И они «окунались» в стихи. Часами читали друг другу – Пушкина, Тютчева, Бунина, Хлебникова, Блока, Некрасова... Или – пели: иногда частушки, иногда какую-нибудь старинную поморскую песню, которой Маршака научил Борис Викторович Шергин.

Я от С. Я. этого слова («окунемся») не слышал ни разу. Но «окунались» мы с ним в поэзию всякий раз, когда мне – одному или с друзьями (Валей Берестовым, Эмкой Манделем) – приходилось у него бывать, глубоко и надолго.

Продолжалось это часами. Читали все – кто что любит, кто что вспомнит. И особенную радость, особое наслаждение, я бы даже сказал, истинное счастье светилось в глазах Маршака, когда у кого-нибудь из нас вдруг вспыхивали в памяти какие-нибудь и его – самые любимые – строки. Когда вдруг происходило такое внезапное совпадение, скрещение избирательных (а любовь всегда избирательна) любвей и нежных привязанностей.

Не могу забыть его лицо, размякшее от наплыва чувств, когда Валя вдруг прочел:

 

Вечер. Зеленая детская

С низким ее потолком.

Скучная книга немецкая.

Няня в очках и с чулком.

 

Желтый, в дешевом издании,

Будто я вижу роман...

Даже прочел бы название,

Если б не этот туман.

Один из создателей Козьмы Пруткова – Александр Жемчужников. От какого-то его потомка попало к Маршаку неизвестное, никогда не публиковавшееся стихотворение бессмертного Козьмы

 

Эти строчки Иннокентия Анненского наверняка были из числа самых его любимых. Но было тут и что-то еще, помимо совпадения «любвей».

– Если б не этот туман... – вздохнул он. И прямо физически ощутимо было, как силится он сквозь «этот туман» минувших десятилетий разглядеть какую-то важную деталь, какую-то ускользающую, не дающую себя увидеть подробность своего, его собственного детства.

Совсем другое – озорное, лихое, веселое – было у него лицо, когда он читал своего любимого Хлебникова:

 

Эй, молодчики-купчики,

Ветерок в голове.

В пугачевском тулупчике

Я иду по Москве!..

..........................................

Не зубами скрипеть

Ночью долгою,

Буду плыть, буду петь

Доном – Волгою!

 

И снова другим я вижу его лицо. Такое же веселое, но не озорное, а смешливое. Вижу знакомые смешинки в глазах, слышу, как его глуховатый, всегда слегка задыхающийся голос постепенно наливается, прямо набухает смехом:

 

Vis-а`-vis с моим окном

Два окна виднеются.

Вижу я, в окне одном

Что-то часто бреются.

--------

— Набор заданий —
a – Ответьте по воспоминаниям о Маршаке на вопросы, каждый раз с новой строки:
(i) Кто научил Маршака старинной поморской песне?
(ii) Чьи строчки прочел Валя, когда лицо Маршака размякло от наплыва чувств?
(iii) Кто назван одним из создателей Козьмы Пруткова?
b – Перечислите всех поэтов, которых, согласно первому предложению воспоминаний о Маршаке, часами читали друг другу.
c – Продолжите воспоминания о Маршаке сразу после последнего приведенного предложения.

--------

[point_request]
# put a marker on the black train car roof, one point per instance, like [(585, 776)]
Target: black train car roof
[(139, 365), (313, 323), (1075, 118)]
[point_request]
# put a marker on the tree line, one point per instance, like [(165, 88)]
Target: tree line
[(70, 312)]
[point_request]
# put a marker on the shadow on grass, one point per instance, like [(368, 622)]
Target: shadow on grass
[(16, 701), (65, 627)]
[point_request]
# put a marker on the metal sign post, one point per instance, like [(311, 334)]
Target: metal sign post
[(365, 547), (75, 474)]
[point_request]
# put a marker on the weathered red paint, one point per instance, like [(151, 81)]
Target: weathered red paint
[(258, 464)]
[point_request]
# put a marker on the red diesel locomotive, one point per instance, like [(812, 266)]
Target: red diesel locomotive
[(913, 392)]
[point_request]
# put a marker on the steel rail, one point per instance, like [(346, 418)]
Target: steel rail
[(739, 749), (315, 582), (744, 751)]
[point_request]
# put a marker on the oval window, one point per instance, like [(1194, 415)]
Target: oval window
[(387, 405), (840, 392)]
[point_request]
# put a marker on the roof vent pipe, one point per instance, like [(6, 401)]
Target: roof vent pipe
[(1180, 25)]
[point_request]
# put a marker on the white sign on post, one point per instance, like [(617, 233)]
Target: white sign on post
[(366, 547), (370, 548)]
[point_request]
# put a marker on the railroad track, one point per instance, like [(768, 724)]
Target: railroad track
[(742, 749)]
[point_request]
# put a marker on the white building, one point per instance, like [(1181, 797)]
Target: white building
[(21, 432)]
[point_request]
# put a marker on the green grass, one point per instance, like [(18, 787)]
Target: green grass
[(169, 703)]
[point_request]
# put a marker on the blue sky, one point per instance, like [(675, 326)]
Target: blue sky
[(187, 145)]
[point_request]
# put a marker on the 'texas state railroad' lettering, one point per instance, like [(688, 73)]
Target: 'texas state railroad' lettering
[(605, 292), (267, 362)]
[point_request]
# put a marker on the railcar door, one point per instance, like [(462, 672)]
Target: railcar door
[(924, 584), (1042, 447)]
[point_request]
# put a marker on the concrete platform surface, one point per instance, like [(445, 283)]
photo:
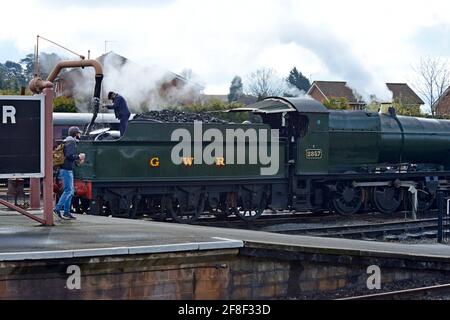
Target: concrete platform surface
[(22, 238)]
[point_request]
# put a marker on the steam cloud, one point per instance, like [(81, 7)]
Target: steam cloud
[(338, 58), (144, 88)]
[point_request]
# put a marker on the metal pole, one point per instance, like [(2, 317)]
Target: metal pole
[(48, 179), (35, 193), (35, 183), (440, 199)]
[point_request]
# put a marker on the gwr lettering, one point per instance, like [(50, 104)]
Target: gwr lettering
[(8, 114)]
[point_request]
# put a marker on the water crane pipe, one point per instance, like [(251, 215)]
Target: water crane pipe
[(36, 85)]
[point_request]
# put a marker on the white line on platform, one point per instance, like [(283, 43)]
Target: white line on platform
[(96, 252)]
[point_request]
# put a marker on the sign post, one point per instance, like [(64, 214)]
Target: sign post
[(26, 144)]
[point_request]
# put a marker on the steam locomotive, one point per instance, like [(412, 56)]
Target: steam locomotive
[(342, 161)]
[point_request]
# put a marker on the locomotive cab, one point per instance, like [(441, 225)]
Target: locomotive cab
[(303, 124)]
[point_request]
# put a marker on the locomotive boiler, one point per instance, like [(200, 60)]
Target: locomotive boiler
[(343, 161)]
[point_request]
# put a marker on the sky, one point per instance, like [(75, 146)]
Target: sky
[(366, 43)]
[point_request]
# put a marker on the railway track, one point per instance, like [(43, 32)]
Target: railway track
[(388, 230), (442, 290)]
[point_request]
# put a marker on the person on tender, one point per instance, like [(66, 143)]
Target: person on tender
[(121, 110), (66, 173)]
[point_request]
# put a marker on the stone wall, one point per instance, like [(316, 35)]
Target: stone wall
[(254, 272)]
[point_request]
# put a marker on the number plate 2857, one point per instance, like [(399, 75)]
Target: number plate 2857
[(313, 153)]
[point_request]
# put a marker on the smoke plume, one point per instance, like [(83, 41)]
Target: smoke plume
[(338, 58), (144, 88)]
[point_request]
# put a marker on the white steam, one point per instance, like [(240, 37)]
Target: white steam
[(339, 59), (144, 88)]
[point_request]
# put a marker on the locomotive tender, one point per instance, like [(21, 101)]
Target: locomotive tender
[(345, 161)]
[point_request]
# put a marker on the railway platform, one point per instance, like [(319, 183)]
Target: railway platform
[(123, 259)]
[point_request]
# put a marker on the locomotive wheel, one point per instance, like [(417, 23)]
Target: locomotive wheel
[(247, 211), (386, 199), (347, 200), (182, 213), (158, 209), (424, 200)]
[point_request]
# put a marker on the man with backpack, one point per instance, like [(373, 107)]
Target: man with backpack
[(121, 110), (66, 173)]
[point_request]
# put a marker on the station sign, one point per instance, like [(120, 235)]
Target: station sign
[(22, 136)]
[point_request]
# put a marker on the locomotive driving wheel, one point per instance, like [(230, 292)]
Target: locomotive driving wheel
[(387, 199), (424, 200), (347, 200)]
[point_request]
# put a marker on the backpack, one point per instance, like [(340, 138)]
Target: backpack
[(58, 156)]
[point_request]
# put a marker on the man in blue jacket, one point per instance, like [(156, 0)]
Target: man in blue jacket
[(66, 173), (120, 110)]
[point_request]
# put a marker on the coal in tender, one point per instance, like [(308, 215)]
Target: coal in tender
[(177, 116)]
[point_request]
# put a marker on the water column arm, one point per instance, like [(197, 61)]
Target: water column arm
[(37, 85)]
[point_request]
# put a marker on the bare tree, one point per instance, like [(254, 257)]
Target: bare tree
[(264, 83), (433, 78)]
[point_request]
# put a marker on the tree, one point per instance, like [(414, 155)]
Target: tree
[(236, 89), (298, 80), (432, 79), (264, 83)]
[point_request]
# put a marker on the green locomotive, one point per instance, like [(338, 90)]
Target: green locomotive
[(345, 161)]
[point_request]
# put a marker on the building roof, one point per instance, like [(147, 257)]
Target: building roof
[(336, 89), (403, 93), (442, 105)]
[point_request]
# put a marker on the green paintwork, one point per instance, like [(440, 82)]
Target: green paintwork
[(127, 159), (316, 140)]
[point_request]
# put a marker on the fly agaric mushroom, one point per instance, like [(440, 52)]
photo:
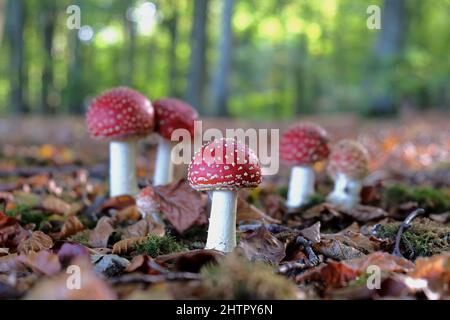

--------

— Ответы по порядку —
a –
(i) Борис Викторович Шергин.
(ii) Иннокентия Анненского.
(iii) Александр Жемчужников.

b – Пушкин, Тютчев, Бунин, Хлебников, Блок, Некрасов.

c –
Каждый день всё тот же вид –

Бреют, бреют, бреются.

Прямо мочи нет – тошнит,

Что за дрянь там деется?

 

Я предался весь мечтам:

Может быть, имеется

Там цирюльня? Ибо там

Что-то часто бреются.

 

И от Фильки моего

Я узнал: имеется

Там цирюльня. Оттого

Там так часто бреются.

 

В этом наливающемся смехом голосе, помимо обычного голосового сигнала, возвещающего, что сейчас последует некое un mot, на этот раз было еще и предвкушение какого-то сюрприза.

И предвкушение это нас не обмануло.

Сюрприз состоял в том, что прочитанные строки являли собой неизвестное, никогда не печатавшееся, но несомненно подлинное стихотворение Козьмы Пруткова, какими-то сложными путями дошедшее до Самуила Яковлевича от кого-то из потомков одного из создателей бессмертного Козьмы.

Даже из этих трех вспомнившихся мне примеров (а вспомнить я мог бы еще десятки) видно, какими разными, несхожими, даже далекими друг от друга были все эти – с наслаждением читавшиеся и с наслаждением слушавшиеся им – стихи.

Казалось, ну ничего, решительно ничего не было между ними общего – кроме, разве, вот этого испытываемого им при их чтении, ни с чем не сравнимого, прямо-таки физического наслаждения.

Общее, однако, было. И этим общим было то, что безошибочно отличало их от бесконечно раздражавших его муляжей, восковых – или каких-либо иных – имитаций, подделок. Объединяла все эти – такие разные (сентиментальные и патетические, комические и трагические) стихотворные строки – ИХ ПОДЛИННОСТЬ.

Но что такое подлинность? Кому-то подлинным кажется одно, кому-то – совсем другое. И можем ли мы с полной уверенностью утверждать, что стихи какого-нибудь, скажем, Асадова менее подлинны, чем стихи Лермонтова или Тютчева? Может быть, они несопоставимо менее талантливы, чем стихи классиков. Но ведь чувства, которые испытывает, проникаясь ими, какой-нибудь наивный их читатель или почитатель, – искренние, неподдельные, самые что ни на есть настоящие. Стало быть, и стихи, вызвавшие эти неподдельные, подлинные чувства тоже подлинные?

Ученые аналитики стиха, стиховеды уходят от ответа на этот вопрос. Они даже прямо говорят, что на него нет и не может быть ответа, и поэтому лучше этой щекотливой темы вообще не касаться. Решать, хорошо то или иное стихотворение или плохо, гениально или бездарно – не их дело. Да и вообще решить это – во всяком случае, средствами их науки – невозможно.

Но Маршаку это не представлялось такой уж сложной задачей. Свое непосредственное восприятие живой ткани стиха и даже самую природу наслаждения, испытываемого им при погружении в эту ткань, он умел доказать, подтвердить анализом.

***

Мы хорошо помним, что все настойчивые попытки Сальери «музыку разъять, как труп» и «поверить алгеброй гармонию» оказались бесплодными.

Произведение искусства не поддается скальпелю анатома. Рассеченное на части, оно превращается в безжизненную и бесцветную ткань. Для того, чтобы понять, «что внутри», как выражаются дети, нет никакой необходимости нарушать цельность художественного произведения. Надо только поглубже вглядеться в него, не давая воли рукам.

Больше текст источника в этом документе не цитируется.